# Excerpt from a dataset
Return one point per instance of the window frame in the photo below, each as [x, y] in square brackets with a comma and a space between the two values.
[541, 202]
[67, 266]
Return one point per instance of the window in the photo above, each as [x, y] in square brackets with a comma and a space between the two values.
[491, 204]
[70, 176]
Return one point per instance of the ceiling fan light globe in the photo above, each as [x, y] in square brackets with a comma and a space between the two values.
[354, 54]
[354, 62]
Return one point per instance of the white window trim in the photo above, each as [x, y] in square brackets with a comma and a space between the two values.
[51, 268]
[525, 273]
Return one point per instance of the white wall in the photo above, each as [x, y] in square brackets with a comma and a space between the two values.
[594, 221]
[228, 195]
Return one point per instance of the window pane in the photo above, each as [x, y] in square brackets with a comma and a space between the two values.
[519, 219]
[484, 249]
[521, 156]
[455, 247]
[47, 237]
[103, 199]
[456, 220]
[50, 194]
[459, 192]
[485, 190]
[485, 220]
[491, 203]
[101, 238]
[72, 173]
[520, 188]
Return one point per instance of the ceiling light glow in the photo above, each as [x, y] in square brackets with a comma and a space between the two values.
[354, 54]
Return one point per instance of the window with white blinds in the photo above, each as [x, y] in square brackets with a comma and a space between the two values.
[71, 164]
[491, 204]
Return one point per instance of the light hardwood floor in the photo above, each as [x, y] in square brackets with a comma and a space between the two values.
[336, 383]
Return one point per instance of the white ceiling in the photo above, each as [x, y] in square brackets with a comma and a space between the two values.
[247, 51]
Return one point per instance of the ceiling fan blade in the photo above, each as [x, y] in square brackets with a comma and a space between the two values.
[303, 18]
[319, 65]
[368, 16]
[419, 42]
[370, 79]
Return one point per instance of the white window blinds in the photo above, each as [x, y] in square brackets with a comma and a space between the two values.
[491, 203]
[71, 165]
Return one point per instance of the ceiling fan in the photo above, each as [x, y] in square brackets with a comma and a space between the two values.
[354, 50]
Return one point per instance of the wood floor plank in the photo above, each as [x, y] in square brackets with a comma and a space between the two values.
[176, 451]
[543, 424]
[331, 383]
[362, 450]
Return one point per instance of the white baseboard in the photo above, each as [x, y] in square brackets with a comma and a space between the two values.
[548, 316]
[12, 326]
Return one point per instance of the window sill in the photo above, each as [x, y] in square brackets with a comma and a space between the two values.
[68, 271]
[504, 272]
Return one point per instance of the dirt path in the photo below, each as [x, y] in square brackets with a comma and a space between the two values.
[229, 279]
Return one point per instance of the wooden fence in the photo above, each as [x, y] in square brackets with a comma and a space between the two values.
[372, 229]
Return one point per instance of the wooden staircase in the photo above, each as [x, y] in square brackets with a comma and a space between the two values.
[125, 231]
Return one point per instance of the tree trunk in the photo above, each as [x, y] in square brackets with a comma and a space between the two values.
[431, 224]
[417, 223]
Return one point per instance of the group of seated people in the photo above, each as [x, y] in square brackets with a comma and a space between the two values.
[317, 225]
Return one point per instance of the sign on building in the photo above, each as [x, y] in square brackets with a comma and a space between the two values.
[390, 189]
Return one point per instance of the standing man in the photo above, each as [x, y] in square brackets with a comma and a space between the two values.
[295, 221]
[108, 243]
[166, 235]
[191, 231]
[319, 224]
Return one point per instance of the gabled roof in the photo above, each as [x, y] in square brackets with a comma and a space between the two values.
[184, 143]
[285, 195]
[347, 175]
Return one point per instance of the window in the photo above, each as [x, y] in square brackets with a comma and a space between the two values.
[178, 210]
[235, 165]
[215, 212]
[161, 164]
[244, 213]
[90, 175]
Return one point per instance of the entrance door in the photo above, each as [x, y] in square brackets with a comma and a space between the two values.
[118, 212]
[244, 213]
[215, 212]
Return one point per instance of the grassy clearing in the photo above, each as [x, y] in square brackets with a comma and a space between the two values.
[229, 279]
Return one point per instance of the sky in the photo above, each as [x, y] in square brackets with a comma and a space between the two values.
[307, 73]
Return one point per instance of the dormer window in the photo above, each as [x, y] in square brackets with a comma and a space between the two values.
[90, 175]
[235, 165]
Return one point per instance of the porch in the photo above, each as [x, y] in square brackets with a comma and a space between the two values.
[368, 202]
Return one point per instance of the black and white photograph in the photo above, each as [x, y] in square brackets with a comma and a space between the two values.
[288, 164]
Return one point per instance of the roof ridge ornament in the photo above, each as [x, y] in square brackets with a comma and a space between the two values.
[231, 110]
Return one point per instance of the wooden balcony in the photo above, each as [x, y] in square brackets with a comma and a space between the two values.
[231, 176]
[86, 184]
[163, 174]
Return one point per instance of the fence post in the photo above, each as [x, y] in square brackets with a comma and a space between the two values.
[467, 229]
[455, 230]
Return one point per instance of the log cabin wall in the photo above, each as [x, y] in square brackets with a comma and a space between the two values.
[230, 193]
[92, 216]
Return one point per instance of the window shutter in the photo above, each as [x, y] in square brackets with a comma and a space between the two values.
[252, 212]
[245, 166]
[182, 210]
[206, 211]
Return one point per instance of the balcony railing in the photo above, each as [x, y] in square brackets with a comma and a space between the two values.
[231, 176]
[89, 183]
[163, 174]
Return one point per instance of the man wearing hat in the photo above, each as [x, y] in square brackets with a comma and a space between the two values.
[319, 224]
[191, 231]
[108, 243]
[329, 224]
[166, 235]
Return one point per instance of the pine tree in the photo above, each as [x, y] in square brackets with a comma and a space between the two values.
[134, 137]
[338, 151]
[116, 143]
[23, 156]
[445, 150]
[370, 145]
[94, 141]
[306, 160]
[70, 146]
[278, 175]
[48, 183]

# OBJECTIVE
Write out every entry again exactly, please, with nothing missing.

# RESPONSE TO THE TASK
Return one point per instance of the window frame in the photo below, each as [x, y] in square brackets with a comma and a space between the two values.
[541, 202]
[67, 266]
Return one point per instance of the window in the photo above, each as [x, y] in square brackets with a comma and a space between the two values.
[491, 204]
[70, 176]
Return one point per instance of the ceiling fan light globe in the photo above, each as [x, y] in square brackets with a comma and a space between the two values.
[354, 54]
[354, 62]
Return one point per instance of the white window trim in the photo above, each as [x, y] in square brackets with a comma and a space between the two values.
[51, 268]
[525, 273]
Return one point per instance of the white wall in the photo above, each as [x, y] in square brackets with a comma and a space between the two values.
[594, 221]
[228, 195]
Return one point per instance of the window pane in the photo above, each as [x, y] in square brackets with a comma and a space between the two values.
[519, 219]
[484, 249]
[521, 156]
[455, 247]
[47, 237]
[103, 199]
[456, 220]
[50, 194]
[459, 192]
[485, 190]
[485, 220]
[491, 203]
[101, 238]
[72, 173]
[520, 188]
Return one point per instance of the ceiling light glow in the photo above, each as [x, y] in square brackets with a comma and a space between the two values.
[354, 54]
Return one point per instance of the window with white blinds in the photo above, each as [x, y] in square brackets with a comma and a space between the two values.
[71, 164]
[491, 204]
Return one point per instance of the light hardwood floor in the photo above, each as [x, y] in square brackets with a comma and a space between the two values.
[336, 383]
Return one point per instance of the white ceiling in the photo above, each as [x, y] in square brackets with a comma and a space between the two values.
[247, 51]
Return one point per instance of the ceiling fan blade in the photo above, each as [x, y] in square brackets with a comma and a space between the two values.
[303, 18]
[319, 65]
[368, 16]
[419, 42]
[370, 79]
Return one point per instance of the white window blinds in the photo above, each as [x, y] in square brackets with a comma and a space between the two values.
[491, 203]
[71, 165]
Return one point per instance of the ceiling fan in the photo above, each as [x, y] in square brackets with a comma and a space between the two values.
[354, 50]
Return one point per instance of the wood floor plank in the photo above, each as [x, y] in square brackets with a comma and a space between the two values.
[176, 451]
[543, 424]
[331, 383]
[362, 450]
Return one point per instance of the white baseboard in the photo above, each as [x, y] in square brackets with a comma and a space between the two values.
[548, 316]
[12, 326]
Return one point per instance of the window sill in the photo above, each as [x, y] in square brackets with a comma and a space between the two values.
[68, 271]
[504, 272]
Return one point per instance of the dirt path in the photo below, each as [x, y] in square brackets with a comma and a space between the two values.
[229, 279]
Return one point per instance of the wooden fence in the photo above, each as [x, y] in square brackets with a comma and a space between the two values.
[372, 229]
Return one point per instance of the wooden staircase in the photo above, each as [x, y] in square brackets with a comma and a space between the two values.
[125, 231]
Return one point per instance of the tree trunk in the photo above, each as [x, y] in square brackets with a comma and a space between the two values.
[431, 224]
[417, 223]
Return one point per instance of the group of seated people in the photo above, each as [x, y] in square brackets with a comma and a space between the two values.
[317, 225]
Return one point per instance of the sign on building in the photo above, each as [x, y] in square brackets with a comma and a space between the two values.
[390, 189]
Return one point per instance of the standing man in the photo above, each as [x, y] in square brackets with a comma and a space between the two values.
[295, 221]
[108, 243]
[166, 235]
[191, 231]
[319, 224]
Return one point per instance of the gabled roof in the photo above, each as [x, y] in square brackets with a comma and a space between the two values.
[184, 143]
[285, 195]
[347, 175]
Return one point per instance of the window in the photo above, each as [x, y] in square brackets with a comma and a space between the two values.
[178, 210]
[235, 165]
[215, 212]
[161, 164]
[244, 213]
[90, 175]
Return one point per instance of the entrance door in the photo above, each as [x, y] in square brackets with a comma and a space between the two values.
[118, 212]
[244, 213]
[215, 212]
Return one point per instance of the grassy clearing in the photo above, each as [x, y] in square brackets with a comma and a space between the two values.
[229, 279]
Return one point per instance of the sky in the photo above, each as [x, y] in square brackets with a comma and a space between the two values.
[307, 73]
Return one point per instance of the dormer window in the photo above, each as [x, y] in square brackets with a comma and a space between the two values.
[90, 175]
[235, 165]
Return one point per instance of the porch in the photo above, each as [x, y] in square brackets with a comma and a space between the two values.
[368, 202]
Return one point per instance of the black and white photograph in the photo above, each as [x, y] in square brackets with a comma and a space between the two values.
[288, 164]
Return one point per instance of the roof ridge ornament in the photo above, each as [x, y] in square brackets with a comma and a space between the two values.
[231, 110]
Return one point per instance of the wooden balcony in the photo above, each as [x, y] in square brackets with a comma and a space between the two values.
[231, 176]
[86, 184]
[163, 174]
Return one point per instance of the fence post in the photo above, each as [x, y] in square brackets with a comma and a space between the two values.
[467, 229]
[455, 230]
Return one point per instance of the log cabin wall in the photo above, each as [x, y] in square brackets with a comma and a space between the two values.
[230, 193]
[92, 216]
Return one point per instance of the window shutter in the photo above, each as [x, y] in square brackets with a comma and a space between the two values.
[252, 212]
[245, 166]
[182, 210]
[206, 211]
Return one point per instance of the balcony railing in the photo above, each as [x, y] in square brackets with a comma and a space between the two values.
[231, 176]
[89, 183]
[163, 174]
Return one point per instance of the man wearing hat in the photo above, each as [x, y] in square brackets with a comma and a space between the two values.
[319, 224]
[191, 231]
[108, 243]
[329, 224]
[166, 235]
Return one point per instance of the pine tree in the photo above, each as [x, y] in square brackets with a comma and a space between the two values.
[134, 137]
[338, 151]
[116, 143]
[23, 156]
[445, 150]
[370, 145]
[94, 141]
[306, 160]
[70, 146]
[278, 175]
[48, 183]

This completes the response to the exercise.